» **EXERCISE TEXT**:
Talk:Time Support

From ParaQ Wiki
Jump to navigationJump to search

OK here is my approach to this

First finalize buyin on the basic approach. There are two main approaches. The first is that a request for multiple time steps is handled by returning a multiblock dataset, one block for each time step. The second approach is to only fullfill requests for one time step at a a time. The first approach would require changes to the multiblock executive. It would tend to use a larger memory footprint (many timesteps in memory at once). The second approach is simpler in that it can work with minor changes to the current pipeline. My suggestion is to go with the second approach.

I have two problems with the second approach: user interactivity and developer ease-of-use. The new executive in VTK 5 is slower than the old one and running the executive once for each frame in an interactive session(15+ fps) doesn't seem terribly feasible. Also, I suspect that many filters that operate on temporal data will end up creating a multiblock dataset or some equivalent in order to hold the datasets they require. That's just asking for lots of code replication and tedious programming.
Well I hear you :) The ideal fix is to go to a true 4D representation and extent. But that would be an enormous effort. But maybe that is the direction we should head. The multiblock approach I don't think buys us much as the pipeline will just iterate over the blocks all the same. (e.g. requesting one cell for 100 time steps will result in a 100 block data set (a block is really a dataset as well) and for almost all filters the pipeline will iterate them 100 times, once for each block. That is the same basic situation as not using multiblock just depth first (100 blocks on filter 1, 100 block on filter 2) versus breadth first. Maybe there is some other approach that makes more sense.Martink 13:11, 25 Jul 2006 (EDT)
I agree that both the single-timestep and multi-timestep pipelines have to retrieve all of the data requested in the end. My point is that on many occasions, values for multiple timesteps will be required simultaneously for processing. For example: temporal plots, temporal interpolation, temporal derivative estimation, and streakline generation. To me, that means the programming model should make multiple time steps available. I am not trying to be choosy about whether that's done at the pipeline level.
As for 4-D grids, I am not convinced that a unique (or even canonical) 4D representation and extent exist. Which only makes the effort more enormous-looking. Specifically, with all the possible time interpolation techniques (explicit/implicit, fixed/adaptive, ...) as well as all the different mesh types (h-adaptive, hp-adaptive, ALE, XFEM) -- some of which change mesh topology as time progresses -- I don't know that a 4-D representation in the sense of a vtk4dUnstructuredGrid mesh class that performed its own temporal interpolation is feasible.

» **TASK ITEM A**: In the time support discussion, which of the two main approaches does the opening post recommend?
» **TASK ITEM B**: Continue the time support discussion from the point where it stops.

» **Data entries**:
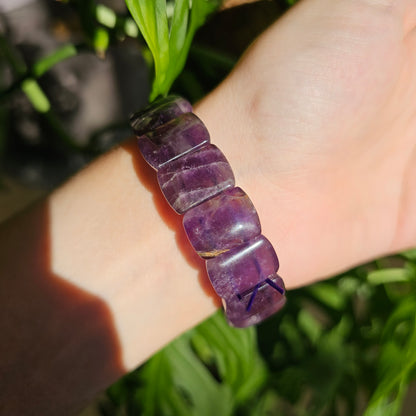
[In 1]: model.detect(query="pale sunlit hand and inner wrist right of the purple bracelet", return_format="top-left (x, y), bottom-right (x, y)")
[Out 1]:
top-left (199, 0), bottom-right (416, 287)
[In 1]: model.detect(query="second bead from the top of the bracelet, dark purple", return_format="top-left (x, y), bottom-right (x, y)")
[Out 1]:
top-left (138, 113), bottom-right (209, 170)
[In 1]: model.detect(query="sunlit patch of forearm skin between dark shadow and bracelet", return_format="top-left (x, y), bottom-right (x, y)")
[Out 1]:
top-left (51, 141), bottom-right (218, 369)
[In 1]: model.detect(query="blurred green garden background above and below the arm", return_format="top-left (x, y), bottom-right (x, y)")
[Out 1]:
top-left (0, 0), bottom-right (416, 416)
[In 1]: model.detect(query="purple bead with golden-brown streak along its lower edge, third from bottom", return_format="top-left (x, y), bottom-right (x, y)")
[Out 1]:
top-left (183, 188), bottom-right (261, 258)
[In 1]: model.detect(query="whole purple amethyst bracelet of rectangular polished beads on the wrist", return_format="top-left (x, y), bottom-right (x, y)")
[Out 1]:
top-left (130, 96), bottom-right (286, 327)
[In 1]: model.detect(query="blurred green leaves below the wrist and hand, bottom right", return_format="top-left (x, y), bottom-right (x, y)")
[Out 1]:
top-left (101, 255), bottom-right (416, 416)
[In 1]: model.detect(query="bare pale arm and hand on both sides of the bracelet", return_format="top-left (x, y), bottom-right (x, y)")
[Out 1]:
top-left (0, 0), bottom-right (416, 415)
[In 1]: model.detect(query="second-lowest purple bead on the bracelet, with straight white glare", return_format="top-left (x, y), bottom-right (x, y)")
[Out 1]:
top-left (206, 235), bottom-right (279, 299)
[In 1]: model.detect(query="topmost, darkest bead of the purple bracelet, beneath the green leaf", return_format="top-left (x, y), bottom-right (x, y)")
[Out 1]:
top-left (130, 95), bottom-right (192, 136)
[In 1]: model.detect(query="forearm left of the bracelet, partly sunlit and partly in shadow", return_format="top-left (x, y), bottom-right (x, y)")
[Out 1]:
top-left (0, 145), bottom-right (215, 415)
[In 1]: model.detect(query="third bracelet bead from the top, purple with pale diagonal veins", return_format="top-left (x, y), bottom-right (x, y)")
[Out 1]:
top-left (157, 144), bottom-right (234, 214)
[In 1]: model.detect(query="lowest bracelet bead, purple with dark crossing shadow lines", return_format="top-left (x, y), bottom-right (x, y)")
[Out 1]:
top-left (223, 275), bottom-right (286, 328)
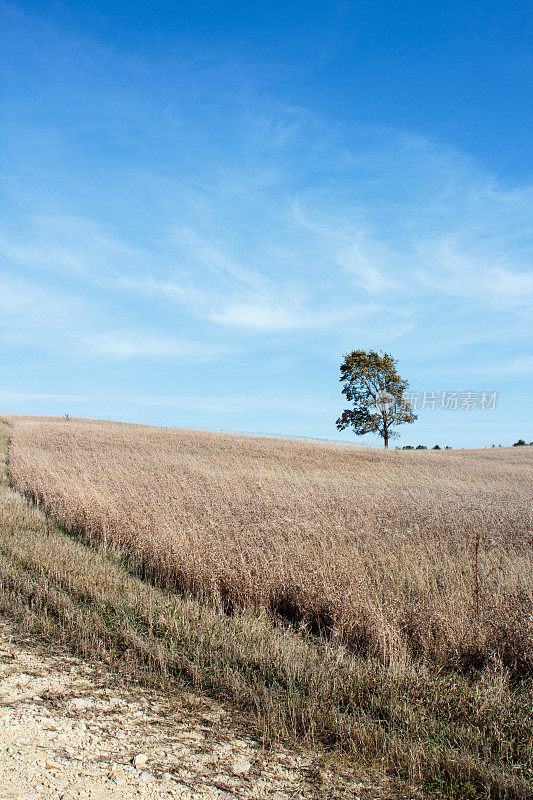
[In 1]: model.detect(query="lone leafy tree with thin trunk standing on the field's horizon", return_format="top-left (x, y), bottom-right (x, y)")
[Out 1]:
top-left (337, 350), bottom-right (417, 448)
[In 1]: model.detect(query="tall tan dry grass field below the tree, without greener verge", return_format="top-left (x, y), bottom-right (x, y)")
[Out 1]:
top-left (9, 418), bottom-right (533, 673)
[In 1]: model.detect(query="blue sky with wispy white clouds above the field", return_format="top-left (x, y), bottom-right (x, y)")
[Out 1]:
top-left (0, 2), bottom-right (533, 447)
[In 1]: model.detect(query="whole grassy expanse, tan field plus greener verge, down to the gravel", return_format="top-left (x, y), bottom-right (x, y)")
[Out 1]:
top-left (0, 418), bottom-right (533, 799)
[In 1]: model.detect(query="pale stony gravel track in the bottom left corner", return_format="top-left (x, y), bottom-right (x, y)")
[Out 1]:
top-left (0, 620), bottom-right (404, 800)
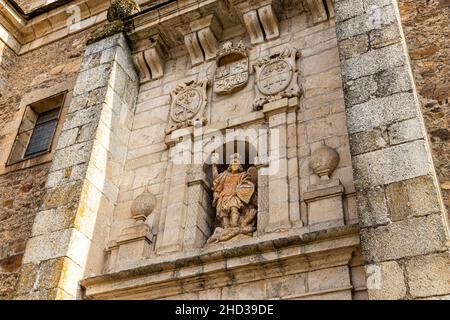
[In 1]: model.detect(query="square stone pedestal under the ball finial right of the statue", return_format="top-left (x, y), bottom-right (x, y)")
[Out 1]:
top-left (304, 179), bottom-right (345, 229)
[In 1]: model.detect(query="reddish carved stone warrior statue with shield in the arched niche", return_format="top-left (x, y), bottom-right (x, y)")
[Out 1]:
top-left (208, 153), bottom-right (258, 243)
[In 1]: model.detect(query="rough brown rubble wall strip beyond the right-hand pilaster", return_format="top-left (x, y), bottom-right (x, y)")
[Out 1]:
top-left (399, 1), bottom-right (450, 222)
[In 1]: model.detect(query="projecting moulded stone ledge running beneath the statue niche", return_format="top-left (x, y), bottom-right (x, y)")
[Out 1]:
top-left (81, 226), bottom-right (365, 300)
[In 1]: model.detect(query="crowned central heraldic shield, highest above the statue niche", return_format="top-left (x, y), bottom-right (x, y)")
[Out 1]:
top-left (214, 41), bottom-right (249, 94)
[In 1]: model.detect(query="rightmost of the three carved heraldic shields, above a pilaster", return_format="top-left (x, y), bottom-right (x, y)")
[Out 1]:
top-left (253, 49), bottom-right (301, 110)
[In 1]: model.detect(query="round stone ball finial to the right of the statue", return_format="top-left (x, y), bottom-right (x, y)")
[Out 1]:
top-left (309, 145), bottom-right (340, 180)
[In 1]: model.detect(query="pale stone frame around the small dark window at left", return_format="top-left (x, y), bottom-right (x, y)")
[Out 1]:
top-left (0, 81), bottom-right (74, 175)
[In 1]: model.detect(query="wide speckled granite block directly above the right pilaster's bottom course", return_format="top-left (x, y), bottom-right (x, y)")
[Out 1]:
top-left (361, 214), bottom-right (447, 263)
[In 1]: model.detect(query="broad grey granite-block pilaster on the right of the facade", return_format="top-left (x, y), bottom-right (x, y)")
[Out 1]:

» **RESPONSE BOX A**: The second approach, which fulfills requests for only one time step at a time.

» **RESPONSE BOX B**:
If you want a pipeline that performs 1 timestep request at a time, how about a "3+1/2"-D mesh representation that could hold a mesh at a several instants in time, could provide spatial and temporal *derivative* information (as supplied by a reader and/or interpolation filter via pipeline requests), and could perform a lot of the tedious pipeline interactions/caching to update itself to a new point in time? With a 3.5-D mesh class like that, the pipeline might not fulfill requests for extents in time, but the mesh would make it appear to do so. Changes in mesh topology with time would be possible since it would simply be a container for multiple datasets.--Dcthomp 15:33, 25 Jul 2006 (EDT)
If you're worried about caching problems were the pipeline to accept 4-D extents, why not introduce a "context" to the pipeline. There could be a default context and any filter that was going to ask for many timesteps with small spatial extents could request and enable a new context. That wouldn't require lots of changes to existing filters (they get the default context) and would provide a way for new filters (i.e., generating temporal line/arc plots) to request the data they require in one fell swoop.
I'd like to see the information keys used to denote time changed a little bit. Sources should be able to advertise whether or not they are temporally continuous or discretized. Sinks will always be required to request discrete times.
Continuous sources would be nice. Perhaps adding the notion of a source being able to specify a range of time that it supports (e.g. from T1 to T2) That leads to changing the time request to be a double as opposed to an index which would work, it might require an epsilon to be safe.Martink 13:11, 25 Jul 2006 (EDT)
Yes, I like the idea of continuous time sources for things like camera paths... they shouldn't constrain which times are chosen. As far as epsilon comparisons, I don't think they would be required if you implement temporal interpolation as a separate filter. Discrete sources (readers, etc.) would simply return data with the closest time before the requested time. The dataset timestamp (pipeline time, not simulation time) would indicate whether or not the data was identical to some other request. Or am I missing something?--Dcthomp 15:33, 25 Jul 2006 (EDT)
Finally, regarding interactivity... I worry that disk I/O will be a significant barrier to truly interactive framerates regardless of how fast the executive is at processing requests. It's quite possible that some combination of pre-fetching, adaptive/progressive rendering, and a new file format (along the lines of Valerio Pascucci's cache-oblivious format) will be required. And that sounds like it's beyond the project scope for the moment, but I thought I would share my angst anyway. --Dcthomp 19:35, 24 Jul 2006 (EDT)

To that end the following are tasks to be completed:

Add in time step reporting and querying using the pipeline mechanisms to the critical readers as defined by Sandia if they currently lack that support. It looks right now that the key readers do report available time steps using TIME_STEPS and it appears they also honor UPDATE_TIME_INDEX (mostly there)

Add in a method in Algorithm to specify the UpdateTimeIndex so that time can be pulled from the end of a pipeline. (easy)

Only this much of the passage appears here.